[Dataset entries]
○ ○ ○
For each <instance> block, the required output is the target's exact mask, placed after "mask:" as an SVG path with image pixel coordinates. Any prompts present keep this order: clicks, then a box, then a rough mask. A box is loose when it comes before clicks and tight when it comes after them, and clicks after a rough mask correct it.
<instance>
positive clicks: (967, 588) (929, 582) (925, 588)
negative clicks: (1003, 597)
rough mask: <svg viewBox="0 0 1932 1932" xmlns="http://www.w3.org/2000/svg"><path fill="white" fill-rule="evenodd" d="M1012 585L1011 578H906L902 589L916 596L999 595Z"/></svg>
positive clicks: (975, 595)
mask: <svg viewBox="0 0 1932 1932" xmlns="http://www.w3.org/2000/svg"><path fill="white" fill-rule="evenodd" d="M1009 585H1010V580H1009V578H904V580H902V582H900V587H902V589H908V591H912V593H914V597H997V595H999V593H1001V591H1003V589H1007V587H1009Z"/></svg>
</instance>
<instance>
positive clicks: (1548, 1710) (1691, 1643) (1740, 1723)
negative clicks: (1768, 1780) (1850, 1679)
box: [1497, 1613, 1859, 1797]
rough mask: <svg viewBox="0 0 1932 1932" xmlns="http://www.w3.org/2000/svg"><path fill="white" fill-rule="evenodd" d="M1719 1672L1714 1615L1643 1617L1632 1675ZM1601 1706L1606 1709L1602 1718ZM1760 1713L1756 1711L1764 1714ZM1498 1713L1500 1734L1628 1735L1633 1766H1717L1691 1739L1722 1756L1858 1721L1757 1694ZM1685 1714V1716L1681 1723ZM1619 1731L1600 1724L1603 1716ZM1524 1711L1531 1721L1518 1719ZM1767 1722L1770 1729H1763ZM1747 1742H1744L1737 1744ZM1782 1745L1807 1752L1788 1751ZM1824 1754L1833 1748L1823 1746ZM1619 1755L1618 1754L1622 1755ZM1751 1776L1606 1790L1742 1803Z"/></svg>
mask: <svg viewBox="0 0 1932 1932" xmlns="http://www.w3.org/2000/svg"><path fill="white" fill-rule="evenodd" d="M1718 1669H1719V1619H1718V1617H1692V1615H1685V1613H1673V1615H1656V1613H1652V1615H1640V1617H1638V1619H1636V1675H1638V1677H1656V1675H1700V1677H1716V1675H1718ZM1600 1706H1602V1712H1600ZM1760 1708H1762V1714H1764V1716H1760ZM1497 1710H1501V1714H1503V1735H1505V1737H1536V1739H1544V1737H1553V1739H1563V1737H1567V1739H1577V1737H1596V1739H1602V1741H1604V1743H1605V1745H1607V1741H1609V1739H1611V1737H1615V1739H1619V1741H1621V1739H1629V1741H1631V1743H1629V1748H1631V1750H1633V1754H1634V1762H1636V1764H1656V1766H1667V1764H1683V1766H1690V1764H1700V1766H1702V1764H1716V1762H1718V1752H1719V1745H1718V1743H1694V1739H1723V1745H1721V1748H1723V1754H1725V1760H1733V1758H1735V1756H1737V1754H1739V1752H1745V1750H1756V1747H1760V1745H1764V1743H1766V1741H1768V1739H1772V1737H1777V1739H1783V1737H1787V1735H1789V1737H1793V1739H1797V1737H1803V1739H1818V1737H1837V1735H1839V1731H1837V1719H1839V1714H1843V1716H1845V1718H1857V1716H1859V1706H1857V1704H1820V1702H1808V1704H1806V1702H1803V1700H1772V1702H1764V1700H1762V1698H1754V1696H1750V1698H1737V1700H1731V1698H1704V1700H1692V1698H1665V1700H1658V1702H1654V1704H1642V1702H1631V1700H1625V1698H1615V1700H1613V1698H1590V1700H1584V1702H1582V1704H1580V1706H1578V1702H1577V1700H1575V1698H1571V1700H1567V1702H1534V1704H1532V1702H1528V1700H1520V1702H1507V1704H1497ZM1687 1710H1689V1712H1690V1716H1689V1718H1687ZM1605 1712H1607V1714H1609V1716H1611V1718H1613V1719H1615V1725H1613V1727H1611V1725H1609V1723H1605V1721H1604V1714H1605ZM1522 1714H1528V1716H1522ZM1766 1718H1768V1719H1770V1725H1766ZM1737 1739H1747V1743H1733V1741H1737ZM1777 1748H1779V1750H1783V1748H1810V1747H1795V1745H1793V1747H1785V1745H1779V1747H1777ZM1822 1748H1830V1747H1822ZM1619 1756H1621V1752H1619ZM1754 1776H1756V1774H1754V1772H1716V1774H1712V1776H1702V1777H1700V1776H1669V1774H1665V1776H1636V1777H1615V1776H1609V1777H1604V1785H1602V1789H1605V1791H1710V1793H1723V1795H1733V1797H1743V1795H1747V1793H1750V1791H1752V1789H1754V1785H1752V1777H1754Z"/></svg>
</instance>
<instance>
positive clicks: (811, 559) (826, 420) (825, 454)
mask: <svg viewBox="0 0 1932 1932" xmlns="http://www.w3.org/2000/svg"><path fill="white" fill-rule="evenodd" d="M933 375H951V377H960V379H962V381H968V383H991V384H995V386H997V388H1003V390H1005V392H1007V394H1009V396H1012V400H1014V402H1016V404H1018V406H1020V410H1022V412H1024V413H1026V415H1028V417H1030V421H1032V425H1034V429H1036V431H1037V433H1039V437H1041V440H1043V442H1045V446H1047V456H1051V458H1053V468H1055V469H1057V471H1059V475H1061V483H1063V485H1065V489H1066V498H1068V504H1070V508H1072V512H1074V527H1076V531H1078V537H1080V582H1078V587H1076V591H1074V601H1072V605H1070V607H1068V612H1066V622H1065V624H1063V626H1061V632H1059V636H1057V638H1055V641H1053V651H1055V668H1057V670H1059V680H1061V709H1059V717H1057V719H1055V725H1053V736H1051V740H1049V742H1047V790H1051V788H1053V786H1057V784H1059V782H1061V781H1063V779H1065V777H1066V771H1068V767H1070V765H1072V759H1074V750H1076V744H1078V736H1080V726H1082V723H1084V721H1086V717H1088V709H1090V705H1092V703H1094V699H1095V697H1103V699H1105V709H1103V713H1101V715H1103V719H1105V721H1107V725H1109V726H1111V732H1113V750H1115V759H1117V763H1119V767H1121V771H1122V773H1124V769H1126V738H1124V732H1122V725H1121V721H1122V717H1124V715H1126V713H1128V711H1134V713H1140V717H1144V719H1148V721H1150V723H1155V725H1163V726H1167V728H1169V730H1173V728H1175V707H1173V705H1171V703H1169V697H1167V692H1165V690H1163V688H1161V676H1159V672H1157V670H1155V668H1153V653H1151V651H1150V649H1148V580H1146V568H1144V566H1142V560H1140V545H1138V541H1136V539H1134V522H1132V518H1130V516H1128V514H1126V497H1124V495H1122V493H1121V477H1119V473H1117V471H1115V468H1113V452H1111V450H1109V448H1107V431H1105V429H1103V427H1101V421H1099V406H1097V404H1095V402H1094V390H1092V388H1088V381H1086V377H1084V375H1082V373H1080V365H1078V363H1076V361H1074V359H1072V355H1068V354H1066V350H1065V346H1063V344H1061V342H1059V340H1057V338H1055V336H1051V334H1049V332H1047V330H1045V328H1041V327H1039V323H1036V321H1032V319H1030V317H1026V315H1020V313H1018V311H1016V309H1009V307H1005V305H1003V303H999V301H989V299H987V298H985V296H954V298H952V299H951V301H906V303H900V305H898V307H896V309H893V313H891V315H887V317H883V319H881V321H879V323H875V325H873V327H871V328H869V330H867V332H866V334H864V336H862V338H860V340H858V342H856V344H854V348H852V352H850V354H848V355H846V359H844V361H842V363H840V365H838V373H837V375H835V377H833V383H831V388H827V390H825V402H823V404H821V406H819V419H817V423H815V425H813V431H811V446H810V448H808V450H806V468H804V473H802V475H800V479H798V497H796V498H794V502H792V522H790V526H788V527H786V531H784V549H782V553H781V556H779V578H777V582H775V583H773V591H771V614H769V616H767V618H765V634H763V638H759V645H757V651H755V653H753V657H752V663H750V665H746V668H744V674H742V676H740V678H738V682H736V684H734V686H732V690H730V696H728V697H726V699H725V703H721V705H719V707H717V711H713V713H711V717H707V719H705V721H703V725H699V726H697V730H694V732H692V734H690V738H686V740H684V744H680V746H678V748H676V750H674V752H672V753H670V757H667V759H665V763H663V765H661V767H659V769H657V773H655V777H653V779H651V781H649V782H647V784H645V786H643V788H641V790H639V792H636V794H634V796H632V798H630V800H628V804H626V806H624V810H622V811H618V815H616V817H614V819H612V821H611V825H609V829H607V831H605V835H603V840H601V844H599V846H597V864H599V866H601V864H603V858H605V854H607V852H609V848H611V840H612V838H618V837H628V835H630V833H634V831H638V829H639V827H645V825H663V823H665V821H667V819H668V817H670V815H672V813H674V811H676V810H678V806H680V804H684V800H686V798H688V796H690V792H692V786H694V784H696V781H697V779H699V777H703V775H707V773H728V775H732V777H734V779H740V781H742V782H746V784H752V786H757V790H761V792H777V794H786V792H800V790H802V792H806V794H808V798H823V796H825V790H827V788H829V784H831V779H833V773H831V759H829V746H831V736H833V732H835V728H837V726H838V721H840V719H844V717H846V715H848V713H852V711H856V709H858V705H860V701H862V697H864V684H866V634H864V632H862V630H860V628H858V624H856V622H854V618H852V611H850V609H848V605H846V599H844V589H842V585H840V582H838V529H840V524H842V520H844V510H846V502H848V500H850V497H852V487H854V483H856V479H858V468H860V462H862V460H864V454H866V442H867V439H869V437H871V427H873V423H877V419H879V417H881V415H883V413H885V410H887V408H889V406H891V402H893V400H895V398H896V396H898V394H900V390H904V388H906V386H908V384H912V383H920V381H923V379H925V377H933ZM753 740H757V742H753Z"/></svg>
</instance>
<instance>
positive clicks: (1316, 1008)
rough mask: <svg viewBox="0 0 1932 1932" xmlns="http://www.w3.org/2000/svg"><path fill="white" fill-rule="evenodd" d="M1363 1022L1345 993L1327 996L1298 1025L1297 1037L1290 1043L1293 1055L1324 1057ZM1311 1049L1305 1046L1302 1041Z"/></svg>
○ ○ ○
DIRECTIONS —
Look above for the line with "positive clicks: (975, 595)" and the line with "box: [1497, 1613, 1859, 1797]", and reproduce exactly those two lines plus every line between, nothing more.

RESULT BELOW —
positive clicks: (975, 595)
mask: <svg viewBox="0 0 1932 1932" xmlns="http://www.w3.org/2000/svg"><path fill="white" fill-rule="evenodd" d="M1009 585H1010V580H1009V578H904V580H902V582H900V587H902V589H908V591H912V593H914V597H997V595H999V593H1001V591H1003V589H1007V587H1009Z"/></svg>
</instance>
<instance>
positive clicks: (1548, 1710) (1691, 1643) (1740, 1723)
negative clicks: (1768, 1780) (1850, 1679)
box: [1497, 1613, 1859, 1797]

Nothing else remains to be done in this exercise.